> [OBJETIVOS]
a - Resuma o texto em duas frases.
b - Reúna todas as linhas da listagem que contêm a palavra "mask".

> [TEXTO APRESENTADO]
┄┄┄┄┄┄┄┄┄┄
Que raio de distracção a minha!

Publicado por: Milu  :  Categoria: Que raio de distracção...

carro

No domingo passado fui protagonista de uma situação que podia ter-me causado um forte e feio embaraço, uma grande enrascada, por assim dizer! Nem é bom lembrar-me! Faz-me sentir um vazio no lugar do coração, tal e qual como nos sentimos quando apanhamos um terrível susto –  com o coração aos pés! À tardinha, um pouco antes de anoitecer, que nos tempos que decorrem acontece bastante cedo, devido às más condições climatéricas, ainda não tinha saído de casa, de modo que, estagnada numa incómoda onda de aborrecimento sentia-me lentamente a apodrecer, o que não me agradou! De rompante sacudi com vigor a malfadada inércia, pensei dar uma voltinha de carro, decidida a arribar ânimo tão morrinhento. E assim, lá me dispus a sair de casa para o chamado passeio dos tristes! Peguei nas chaves do carro e no saco preto do lixo. Quer queira quer não, apesar dos empenhados esforços, em conseguir o contrário, todos os dias o meu mirrado agregado familiar produz pontualmente o seu saco de lixo! Por vezes intrigada, quedo-me a pensar! Como pode ser possível que desta casa saiam mais coisas, neste caso  já transformadas, do que propriamente, aquelas que entram! Aparentemente assim parece ser! Pelo sim pelo não de uma coisa tenho a certeza, somos todos, cada um à sua maneira, uma infernal fábrica de fazer lixo! Mal saí da garagem desatou a chover num frenesim desalmado, impedindo-me de parar o carro para depositar o saco no contentor habitual, porém, não permiti que o inesperado percalço ensombrasse o já animado espírito, trataria disso mais tarde, noutro qualquer local, assim que a indesejada bátega amainasse. Confortável, de faces coradas pelo calor, andei às curvas, devagarinho e a estorvar o trânsito, a sofage ligada praticamente no máximo, como eu gosto de andar, desde que não leve comigo o meu filho,  quando isso acontece, os seus desesperados protestos perante a minha inclemência demoram a levar a melhor, no que ele se vinga, dando início a uma despudorada sessão de streptease, até ficar como o tarzan, de cuecas!  Perante as circunstâncias, logo o meu instinto de defesa, tão exarcebado, coitadinho,  entra em campo –  O menino está incomodado? Pois então que vá a pé! Dentro da lata mando eu! Ora essa! Desatinado, às tantas, num rápido assomo apodera-se do botão da sofage pondo fim ao meu deleite. E as coisas costumam ficar por aqui, mau grado meu, é preciso que se diga!
┄┄┄┄┄┄┄┄┄┄
Registos de uma fonte de dados
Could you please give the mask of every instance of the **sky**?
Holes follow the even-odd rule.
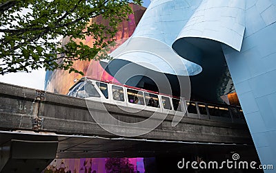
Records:
[[[150,0],[143,0],[142,4],[148,7]],[[17,72],[0,75],[0,82],[5,82],[28,88],[44,90],[46,71],[43,69],[34,70],[31,73]]]

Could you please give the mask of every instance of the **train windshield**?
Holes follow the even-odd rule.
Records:
[[[104,95],[104,97],[106,99],[108,99],[108,84],[103,83],[103,82],[96,82],[97,86],[98,86],[99,90],[101,90],[101,93]]]

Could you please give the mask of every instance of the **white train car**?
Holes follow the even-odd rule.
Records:
[[[166,94],[87,77],[79,80],[70,89],[68,95],[175,115],[185,113],[186,117],[191,118],[245,123],[239,106],[182,100]]]

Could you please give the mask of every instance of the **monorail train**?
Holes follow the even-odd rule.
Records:
[[[79,80],[67,95],[133,108],[172,115],[185,113],[186,117],[192,118],[245,123],[239,106],[183,100],[158,92],[87,77]]]

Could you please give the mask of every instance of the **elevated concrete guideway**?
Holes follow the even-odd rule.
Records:
[[[100,103],[94,104],[94,111],[100,111]],[[152,113],[126,113],[108,104],[106,107],[124,122],[141,121]],[[104,117],[106,113],[101,113]],[[41,159],[39,169],[55,158],[146,157],[254,148],[246,124],[184,117],[172,127],[172,117],[168,115],[149,133],[121,137],[94,121],[83,99],[0,83],[0,170],[9,172],[14,163],[23,166],[32,159]]]

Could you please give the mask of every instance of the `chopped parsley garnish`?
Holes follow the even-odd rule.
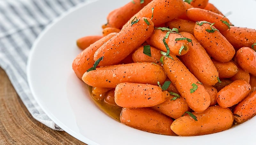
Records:
[[[136,20],[135,19],[136,19]],[[132,20],[132,23],[131,23],[132,24],[131,26],[132,26],[133,24],[137,23],[138,22],[139,22],[139,20],[137,18],[135,17],[135,18]]]
[[[197,118],[197,117],[196,117],[196,116],[195,116],[195,115],[193,114],[192,113],[190,112],[189,112],[188,111],[186,111],[186,112],[185,112],[184,113],[184,114],[183,115],[182,115],[182,116],[184,116],[185,115],[185,114],[186,113],[187,113],[191,117],[192,117],[192,118],[194,119],[194,120],[195,120],[198,121],[197,119],[196,119]]]
[[[97,66],[98,66],[98,65],[99,64],[99,63],[100,63],[100,62],[103,60],[103,57],[104,57],[104,56],[101,56],[100,57],[100,58],[98,59],[98,60],[96,61],[94,63],[94,64],[93,64],[93,67],[92,67],[88,69],[88,70],[87,70],[87,72],[89,72],[92,70],[96,70],[96,67],[97,67]]]
[[[190,89],[190,93],[191,93],[195,92],[196,90],[197,90],[197,88],[198,88],[197,85],[195,83],[192,83],[192,86],[193,87],[193,88]]]
[[[151,57],[151,50],[150,45],[145,45],[143,47],[143,53]]]

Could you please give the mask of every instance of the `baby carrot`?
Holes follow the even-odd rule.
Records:
[[[215,23],[214,26],[221,32],[229,28],[228,26],[225,24],[229,24],[228,18],[209,11],[199,8],[191,8],[187,11],[187,16],[194,21],[205,21],[212,23]]]
[[[115,91],[114,89],[108,91],[105,95],[104,97],[104,101],[108,104],[112,106],[117,106],[117,105],[115,102]]]
[[[168,91],[164,91],[159,86],[124,83],[116,87],[115,102],[123,107],[146,107],[162,103],[170,96]]]
[[[235,54],[235,49],[220,33],[217,31],[208,32],[214,26],[205,21],[197,22],[194,28],[195,37],[212,57],[219,62],[230,61]],[[201,25],[201,24],[202,25]],[[215,25],[215,24],[214,24]],[[210,31],[211,32],[211,31]]]
[[[193,0],[190,4],[194,8],[204,9],[208,4],[208,0]]]
[[[231,62],[220,62],[213,59],[212,61],[218,70],[220,78],[229,78],[238,72],[237,67]]]
[[[217,89],[212,86],[208,86],[205,84],[204,84],[204,87],[207,92],[209,94],[211,98],[211,104],[210,106],[212,106],[215,105],[217,103],[217,100],[216,99],[216,96],[218,92]]]
[[[204,86],[175,55],[172,58],[164,56],[163,67],[178,91],[189,106],[196,112],[206,109],[211,103],[209,94]]]
[[[79,48],[84,50],[102,37],[103,36],[89,36],[84,37],[76,40],[76,45]]]
[[[232,81],[237,80],[244,80],[249,83],[250,81],[250,75],[248,72],[238,68],[237,73],[230,79]]]
[[[105,94],[112,88],[93,87],[92,89],[92,97],[96,100],[101,100],[105,96]]]
[[[221,15],[222,16],[224,16],[224,15],[217,8],[215,7],[212,4],[208,3],[206,5],[206,6],[204,9],[206,10],[209,11],[212,11],[212,12],[215,12],[216,14],[218,14],[219,15]]]
[[[107,17],[108,23],[111,27],[121,29],[123,26],[135,14],[152,1],[144,0],[134,0],[124,6],[114,10]],[[137,18],[138,18],[137,17]]]
[[[148,48],[150,48],[150,55],[144,53],[146,53],[144,49]],[[132,60],[134,62],[147,62],[161,65],[160,60],[162,55],[160,53],[160,51],[153,46],[149,45],[141,46],[139,47],[132,54]]]
[[[241,123],[256,115],[256,91],[252,93],[235,108],[234,119]]]
[[[170,128],[172,120],[148,108],[123,108],[120,120],[124,124],[147,132],[176,135]]]
[[[182,55],[187,53],[189,48],[188,41],[185,40],[175,41],[176,38],[184,38],[184,37],[179,34],[171,33],[168,38],[164,39],[165,38],[167,32],[167,31],[163,31],[160,29],[156,30],[153,34],[147,40],[147,42],[156,48],[166,52],[166,46],[164,42],[164,39],[170,49],[170,53],[177,55]],[[184,49],[180,51],[181,48],[183,47],[184,47]]]
[[[185,11],[185,3],[182,0],[154,0],[132,17],[129,21],[135,17],[152,18],[155,26],[158,26],[180,16]],[[130,22],[127,22],[124,27],[129,25]]]
[[[172,96],[172,97],[175,96]],[[190,108],[182,97],[175,100],[170,98],[163,103],[151,107],[153,109],[175,119],[179,118]]]
[[[243,47],[251,47],[256,43],[255,29],[231,26],[222,33],[236,50]]]
[[[196,23],[189,20],[179,18],[173,19],[166,23],[166,26],[170,29],[176,28],[180,32],[187,32],[194,34],[194,27]]]
[[[210,107],[201,113],[192,113],[197,121],[186,115],[174,120],[171,129],[179,135],[191,136],[221,131],[230,128],[233,124],[233,114],[230,110],[219,106]]]
[[[157,82],[163,83],[166,77],[158,64],[138,62],[97,68],[86,72],[82,79],[91,86],[114,88],[118,83],[125,82],[157,85]]]
[[[120,32],[120,30],[121,30],[117,28],[108,27],[103,29],[102,31],[102,34],[103,36],[105,36],[111,33],[118,33]]]
[[[205,50],[192,34],[181,32],[184,37],[192,40],[188,53],[180,56],[189,71],[204,84],[212,85],[218,81],[217,69]]]
[[[236,80],[226,86],[217,94],[217,102],[223,108],[236,104],[251,92],[251,86],[245,81]]]
[[[244,70],[256,76],[256,52],[244,47],[236,52],[236,58],[238,65]]]
[[[72,68],[78,78],[81,79],[84,74],[93,66],[93,55],[97,49],[116,34],[111,33],[102,38],[84,50],[76,57],[72,63]]]
[[[94,61],[104,57],[100,66],[117,64],[140,46],[153,33],[154,24],[150,18],[138,18],[131,22],[95,52]]]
┄┄┄┄┄┄┄┄┄┄
> [RESPOSTAS POR TAREFA]
a - No domingo passado, ao fim da tarde, quem escreve sentia-se aborrecer em casa e decidiu dar uma volta de carro, levando as chaves e o saco preto do lixo. Mal saiu da garagem, começou a chover, o que impediu de deixar o saco no contentor habitual; a ideia passou a ser tratar disso mais tarde, e a volta seguiu devagar, com a sofage quase no máximo.

b -
Could you please give the mask of every instance of the **sky**?
Could you please give the mask of every instance of the **train windshield**?
Could you please give the mask of every instance of the **white train car**?
Could you please give the mask of every instance of the **monorail train**?
Could you please give the mask of every instance of the **elevated concrete guideway**?
Could you please give the mask of every instance of the `chopped parsley garnish`?
Could you please give the mask of every instance of the `baby carrot`?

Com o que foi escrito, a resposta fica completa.